- _SUPPLIED MATERIAL_:
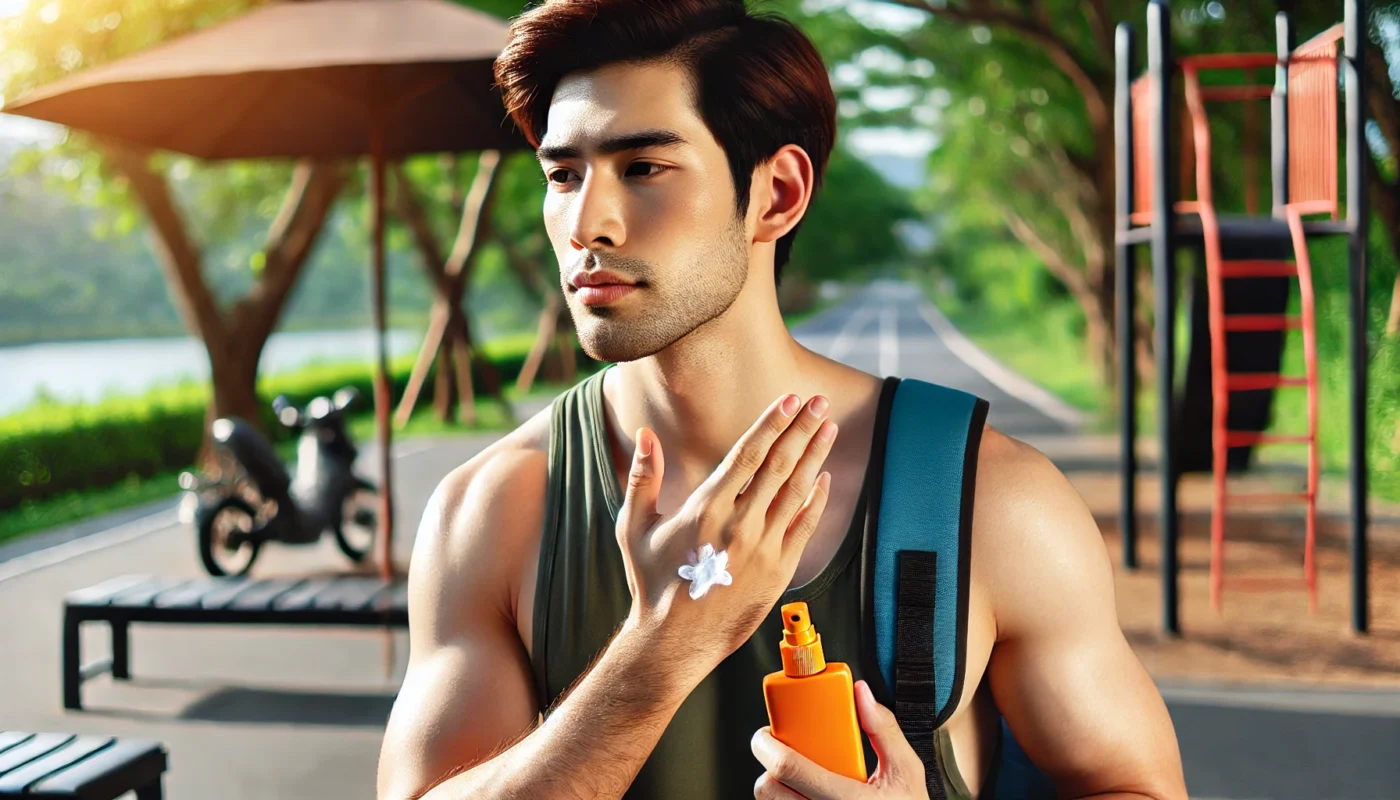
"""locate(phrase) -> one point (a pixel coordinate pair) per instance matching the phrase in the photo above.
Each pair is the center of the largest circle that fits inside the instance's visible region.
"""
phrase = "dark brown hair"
(758, 80)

- _EXERCISE PROMPT_: Revise the listing above by writing out its lines again with each "phrase" changed to "query" and nothing else altered. Omit the pictures from your answer.

- _SOLUTION FOR THIS EXERCISE_:
"""locate(query) -> one point (a pixel coordinate pair) per instance matching the query in the photo above.
Each pair is the center of the largest circle that fits inside the instance's visible region.
"""
query = "dark brown hair"
(758, 80)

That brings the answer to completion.